══ PASSAGE ══

Anyway, the story was basically started there as like, oh, you know, if a gay rights icon like Billie Jean King can be taken out by the woke mob then identity politics is out of control. And people laughed, and I started to get really angry.

Because we're not all the same, right? Like whatever your, whatever your religious or political conceptions are, we do not become the same. We don't leave behind our identities when we join a new movement or a new social group or a religion. We stay who we are and we bring that into that new religion or social movement or whatever.

And. Anyway, so I, I, I should post it on Facebook all afternoon that did not make me feel any better. So, so I decided to write an article for Sojourners Magazine about how indigenous, the church found home in a way that pushed indigenous people aside, rendered us homeless, made it, you know, they made home at our expense.

Because I was thinking very much about home at that time and what home means and the different kinds of homes and whose homes are valued and whose homes are not valued. Which also means whose relationships are valued and whose relationships are not valued. And so then an editor from Broadleaf actually reached out to me on Twitter, which is the only dead name I will ever use, and asked me if I had ever thought of writing a book.

And I said, I showed it to a few friends, because I was like, am I going to be out 5, 000 and have a book nobody wants? Is this a scam? What's going on? Because it felt very discovered in a malt shop. And they said, no, no, no, she's legit. She's like, this is legit. So I messaged her back saying, well, I am now.

And she told me that she was looking for a book about how, cause she's an acquisitions editor and she was looking for somebody to write a book about indigenous kinship and how indigenous kinship could save us. And I was like, well, it's not our responsibility to save you, but I do like this idea about kinship.

Because, like I said, at that time I was thinking about home and whose homes are valued, whose relations are valued, and to what end, right, to what end are these relations and homes valued, and to what end are other homes and relations not valued. Because I also worked for child welfare at the time. Which dismantles some homes and builds other homes.

And I was starting to realize that I was not one of the good guys that I was, in fact, one of the bad guys, and that's a really tough, tough place to be when you think you've been helping. Right? Because I did this job for 16 years. I thought I was helping. Towards the end, I started to realize that I was not in fact helping.

That even the harms I was able to mitigate, in no way altered or made up for the harms I had caused. And, you know, and so all of this kind of landed right around the same time. And so becoming Kin was also very much my own process about unpacking these things. And. You know, reviewing history. It turns out that 16 years of social work, particularly in child welfare, is really good training in reviewing history and then developing service plans to address that history.

═══
══ INFORMATION SUPPLIED ══

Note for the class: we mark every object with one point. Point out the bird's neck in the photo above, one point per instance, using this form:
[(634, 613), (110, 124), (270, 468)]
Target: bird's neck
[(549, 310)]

═══

PROBLEMS AND TASKS:
**A.** According to the passage, for how many years did the speaker work in child welfare?
**B.** Revise the passage from "And. Anyway, so" up to and including "at our expense.", changing "afternoon" to "evening".

ANSWERS FOR THIS EXERCISE:
**A.** 16 years.

**B.**
And. Anyway, so I, I, I should post it on Facebook all evening that did not make me feel any better. So, so I decided to write an article for Sojourners Magazine about how indigenous, the church found home in a way that pushed indigenous people aside, rendered us homeless, made it, you know, they made home at our expense.